▶ Working data
- - - - - - -

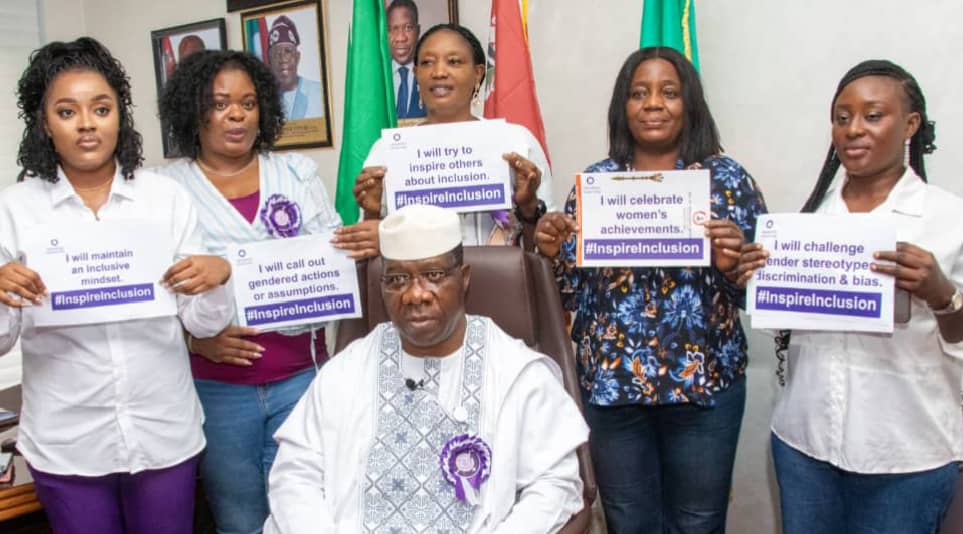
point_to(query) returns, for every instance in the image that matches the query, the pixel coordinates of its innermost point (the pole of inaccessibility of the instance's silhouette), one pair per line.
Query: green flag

- - - - - - -

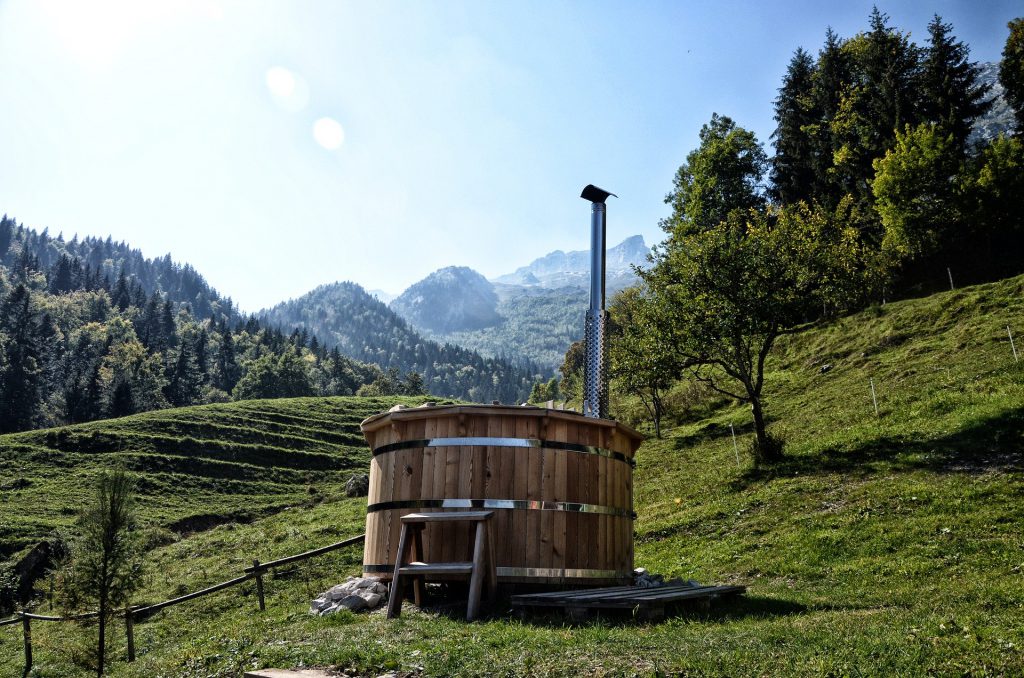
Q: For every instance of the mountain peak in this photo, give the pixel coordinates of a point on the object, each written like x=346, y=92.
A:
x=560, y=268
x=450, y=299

- - - - - - -

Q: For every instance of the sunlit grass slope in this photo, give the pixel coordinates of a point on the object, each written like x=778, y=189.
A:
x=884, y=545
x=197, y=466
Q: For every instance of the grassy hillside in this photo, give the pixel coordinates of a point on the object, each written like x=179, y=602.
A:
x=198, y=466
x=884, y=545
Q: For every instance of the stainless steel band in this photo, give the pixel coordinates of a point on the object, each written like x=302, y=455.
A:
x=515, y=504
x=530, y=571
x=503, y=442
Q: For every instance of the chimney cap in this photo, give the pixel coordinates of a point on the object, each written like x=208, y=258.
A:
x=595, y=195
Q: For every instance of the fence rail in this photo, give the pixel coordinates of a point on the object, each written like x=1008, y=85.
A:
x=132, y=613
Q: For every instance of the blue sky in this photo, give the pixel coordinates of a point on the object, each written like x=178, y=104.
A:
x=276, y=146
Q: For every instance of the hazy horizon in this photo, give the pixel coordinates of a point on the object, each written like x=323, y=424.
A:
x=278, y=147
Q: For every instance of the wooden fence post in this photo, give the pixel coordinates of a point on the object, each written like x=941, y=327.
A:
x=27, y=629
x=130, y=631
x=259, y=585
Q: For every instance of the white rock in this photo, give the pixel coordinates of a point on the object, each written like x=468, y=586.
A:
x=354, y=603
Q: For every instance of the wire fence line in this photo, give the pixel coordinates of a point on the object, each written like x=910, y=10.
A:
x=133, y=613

- - - - - - -

▶ Stated exercise
Copy out, word for word, the part of the records above that starts with the line containing "Q: For every instance of the white" and ends with the line containing "x=354, y=603", including both of those lines.

▶ Written answer
Q: For every instance of the white rock in this photo, give the pixel coordinates of a point on the object, each written like x=468, y=586.
A:
x=354, y=603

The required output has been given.